Plot the heat drop thoughout a heatsink, and you get a few C loss just next to the heat source. If you can spread this into a bar of effectively infinite conductivity, as a heat pipe can do, then you lose that several C.

Only for the "heatsink" part of the system; the heat pipe element is something completely different.

I'd stick to driving trucks if I were you.

...

It's been very informative, thanks to all of the replies. The most important information seems to be that the heat pipe is exceptionally conductive.

Cheers! Rich

No. In a car engine/radiator, the working fluid is the liquid. The heat transfer medium is the liquid. The mechanism is conduction; the "radiator" actually cools the fluid mostly by conduction. (to the air, of course.)

In a heat pipe, the working fluid is vapor. The working fluid boils at the hot end and condenses at the cold end, then wicks back to the hot end as liquid. The mechanism of heat transfer is phase change.

Hope This Helps! Rich

Fundamentally an enclosed tube with a bit of fluid in it . Fluid boils at one end, condenses at the other, then travels back through gravity or capillary action along the tube wall.

The vapour can carry heat much faster than solid copper can conduct it.

The tube often has a partial vacuum so the fluid boils at around the temperature the cooled device is intended to run at.

Do you know what convection is? The first car engines didn't have waterpumps...

Really? Care to explain how? It's using a moving fluid to transmit heat away then passing the liquid via pipes through fins to dissipate the heat. I wonder how a car cooling system works...oh yeah, the same.

[Records taken from a data source]
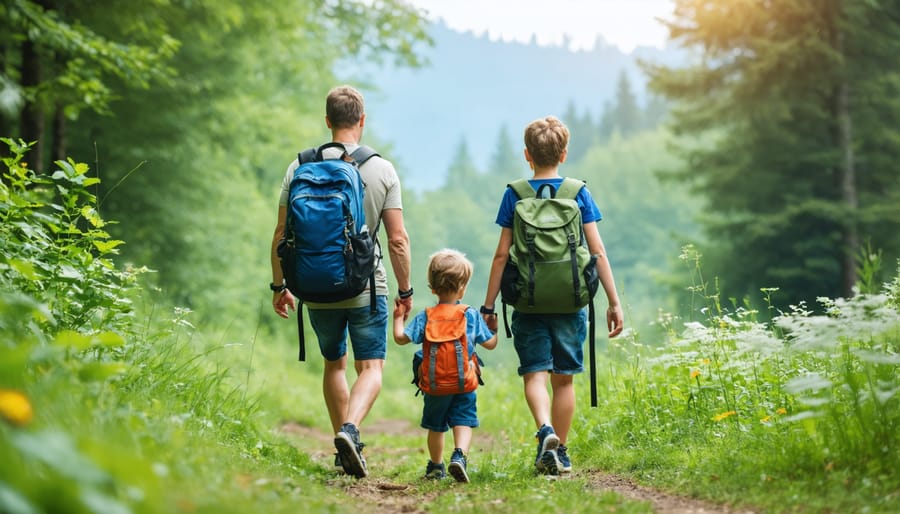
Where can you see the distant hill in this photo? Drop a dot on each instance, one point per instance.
(473, 86)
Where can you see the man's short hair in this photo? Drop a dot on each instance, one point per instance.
(344, 107)
(448, 271)
(546, 139)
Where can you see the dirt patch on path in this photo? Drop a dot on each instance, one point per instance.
(384, 496)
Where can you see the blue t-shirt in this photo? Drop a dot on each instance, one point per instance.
(477, 331)
(589, 210)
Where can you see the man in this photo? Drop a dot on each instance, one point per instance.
(348, 406)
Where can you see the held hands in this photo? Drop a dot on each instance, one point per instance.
(282, 302)
(615, 320)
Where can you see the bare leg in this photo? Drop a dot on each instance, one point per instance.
(336, 391)
(365, 390)
(435, 446)
(537, 397)
(462, 438)
(563, 407)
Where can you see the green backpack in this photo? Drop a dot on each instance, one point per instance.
(550, 270)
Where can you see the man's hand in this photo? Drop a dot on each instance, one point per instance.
(282, 302)
(615, 320)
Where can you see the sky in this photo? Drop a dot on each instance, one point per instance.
(622, 23)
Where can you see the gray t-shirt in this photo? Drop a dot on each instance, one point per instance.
(382, 192)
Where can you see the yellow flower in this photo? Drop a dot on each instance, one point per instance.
(720, 417)
(15, 407)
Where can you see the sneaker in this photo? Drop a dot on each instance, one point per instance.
(565, 465)
(546, 460)
(458, 466)
(350, 450)
(435, 471)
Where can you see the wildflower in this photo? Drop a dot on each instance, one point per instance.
(15, 407)
(720, 417)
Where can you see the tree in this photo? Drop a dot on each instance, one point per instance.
(790, 101)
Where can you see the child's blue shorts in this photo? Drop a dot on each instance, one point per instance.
(550, 342)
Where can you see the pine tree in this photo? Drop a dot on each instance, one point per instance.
(796, 105)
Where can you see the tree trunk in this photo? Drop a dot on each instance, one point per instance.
(32, 119)
(60, 142)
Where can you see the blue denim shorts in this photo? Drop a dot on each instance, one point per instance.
(452, 410)
(550, 342)
(368, 331)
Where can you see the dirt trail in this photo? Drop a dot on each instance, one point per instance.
(386, 497)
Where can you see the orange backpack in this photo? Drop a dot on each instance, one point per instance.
(447, 367)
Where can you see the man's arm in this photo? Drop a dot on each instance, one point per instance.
(284, 300)
(399, 251)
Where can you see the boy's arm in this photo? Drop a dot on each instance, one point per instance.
(501, 256)
(614, 316)
(399, 314)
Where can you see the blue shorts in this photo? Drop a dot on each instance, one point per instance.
(550, 342)
(368, 331)
(452, 410)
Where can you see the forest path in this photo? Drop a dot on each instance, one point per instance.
(385, 496)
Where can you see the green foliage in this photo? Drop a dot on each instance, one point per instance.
(56, 248)
(798, 170)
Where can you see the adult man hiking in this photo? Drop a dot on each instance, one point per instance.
(364, 320)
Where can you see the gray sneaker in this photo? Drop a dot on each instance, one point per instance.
(350, 451)
(434, 471)
(457, 466)
(546, 461)
(565, 465)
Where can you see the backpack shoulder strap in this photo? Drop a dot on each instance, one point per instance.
(569, 188)
(522, 188)
(363, 154)
(308, 155)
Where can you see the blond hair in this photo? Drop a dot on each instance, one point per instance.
(344, 107)
(448, 271)
(546, 139)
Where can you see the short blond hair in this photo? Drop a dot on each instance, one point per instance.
(448, 271)
(546, 139)
(344, 106)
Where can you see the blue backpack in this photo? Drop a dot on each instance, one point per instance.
(327, 252)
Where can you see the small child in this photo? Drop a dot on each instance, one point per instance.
(448, 275)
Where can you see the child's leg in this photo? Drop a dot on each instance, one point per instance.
(537, 397)
(563, 406)
(436, 446)
(462, 438)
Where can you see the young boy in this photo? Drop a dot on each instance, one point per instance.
(550, 342)
(448, 275)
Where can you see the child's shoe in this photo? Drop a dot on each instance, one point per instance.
(434, 471)
(546, 460)
(565, 465)
(457, 466)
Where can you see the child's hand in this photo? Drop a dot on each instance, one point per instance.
(400, 309)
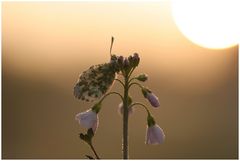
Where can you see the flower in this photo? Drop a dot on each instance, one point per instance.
(142, 77)
(120, 109)
(154, 135)
(95, 82)
(88, 119)
(152, 98)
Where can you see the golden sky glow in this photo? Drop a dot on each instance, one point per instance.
(45, 46)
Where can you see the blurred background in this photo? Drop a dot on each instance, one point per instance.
(45, 46)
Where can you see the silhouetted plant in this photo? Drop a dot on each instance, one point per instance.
(94, 84)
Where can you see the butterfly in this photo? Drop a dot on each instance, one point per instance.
(96, 81)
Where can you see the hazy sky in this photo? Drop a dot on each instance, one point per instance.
(45, 46)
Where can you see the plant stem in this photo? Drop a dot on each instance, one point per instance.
(94, 151)
(125, 119)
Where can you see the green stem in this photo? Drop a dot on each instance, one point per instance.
(94, 151)
(141, 104)
(110, 94)
(125, 119)
(120, 82)
(135, 84)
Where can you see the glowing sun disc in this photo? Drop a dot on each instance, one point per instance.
(211, 24)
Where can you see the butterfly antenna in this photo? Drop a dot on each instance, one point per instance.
(111, 46)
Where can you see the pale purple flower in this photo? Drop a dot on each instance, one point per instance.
(153, 99)
(120, 109)
(88, 119)
(154, 135)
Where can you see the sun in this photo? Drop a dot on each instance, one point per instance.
(211, 24)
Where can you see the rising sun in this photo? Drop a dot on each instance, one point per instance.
(211, 24)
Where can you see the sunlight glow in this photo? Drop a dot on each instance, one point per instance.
(211, 24)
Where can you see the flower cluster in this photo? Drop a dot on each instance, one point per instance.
(95, 83)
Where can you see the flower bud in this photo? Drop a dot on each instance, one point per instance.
(130, 109)
(136, 59)
(130, 59)
(120, 61)
(152, 98)
(142, 77)
(120, 109)
(126, 64)
(154, 135)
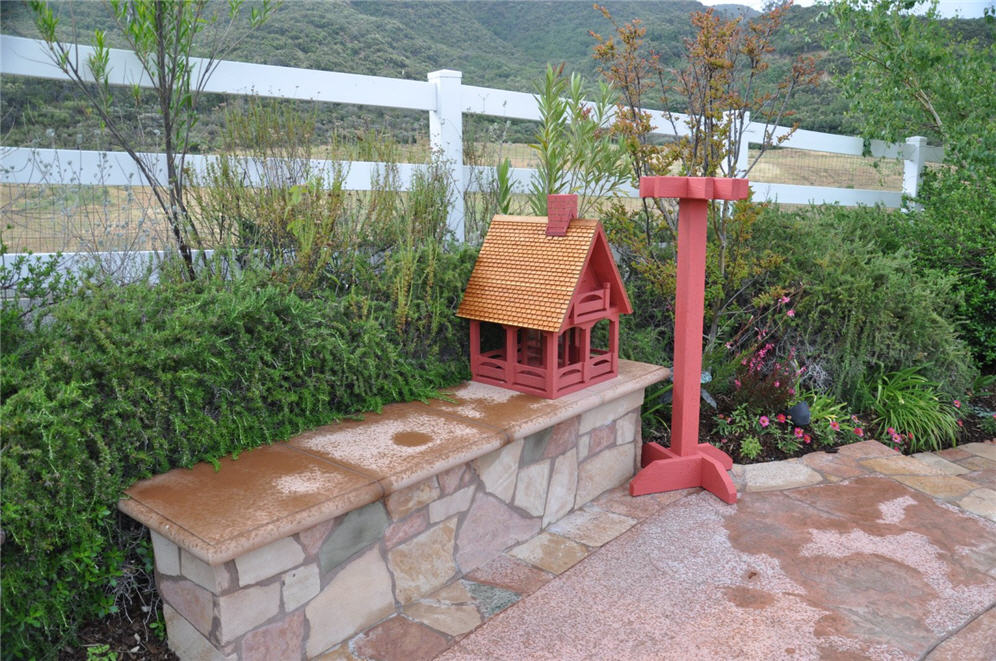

- **ACTIONS TO TAKE**:
1 – In the listing, go from the line with "Where can you see the sunlight" through the end of the listing. Swap "dot" for "marker", leave everything else as it is, and give only those lines without the pictures.
2 – Write what comes next in the forum thread about how heat pipes work, picking up after its last line.

- **SOLVED PROBLEMS**:
1 –
Where can you see the sunlight glow in this photo? Drop a marker on each instance, one point per instance.
(211, 24)
Where can you see the flower cluster in this photo? Drop a marker on each instance, one point per instance.
(95, 83)
Where can you see the flower bud in this photo? Drop a marker on each instance, one point per instance.
(130, 109)
(136, 59)
(130, 59)
(120, 61)
(152, 98)
(142, 77)
(120, 109)
(126, 64)
(154, 135)

2 –
I'd stick to working in Mcdonalds if I were you.

Wait-- water? Vacuum? These are *atrocious* refrigerants! Wouldn't it have to be a common refrigerating gas, such as perhaps a medium freon, or butane? Under sufficient pressure of course. Pressure then varies with temperature, as with any compressed liquified gas.

Tim

-- Deep Fryer: a very philosophical monk. Website:

A heatpipe is filled with a wick to transport fluid to the hot end, from the cold end,at the hot end the fluid evaporates, goes to the cold end ,condenses ,is sucked up by the wick and fed back to the hot side. Evaporation takes a huge amount of heat,at a very small change of temperature,(as in boiling water),so you can get a lot of heat out of a small place, and bring it to a place were there is room to get rid of it. In one type of laptop I had open,they used the whole area below the keyboard to get rid of the heat. So the pipe really ships gas in one direction , and fluid in the other(with the help of the wick).

That entry was wrong in a least one respect - open space inside the heat pipe is not filled with air, which would make the heat pump much less effective, but is filled with working fluid vapour, and is free from any other vapour. The vapour flow from the hot end to cold end goes much faster if there aren't any non-codensing gas molecules to slow thing up.

I've corrected it - I hope the correction sticks.

When my ex-employers went over to heat pipes to cool their Peltier junction, and needed low thermal resistance at close to room temperature, they had to build a test rig to check out every heat pipe that came in, and were rejecting one in three - sent back to be opened, pumped down to vacuum and reloaded with water - until the manufacturer got their act together.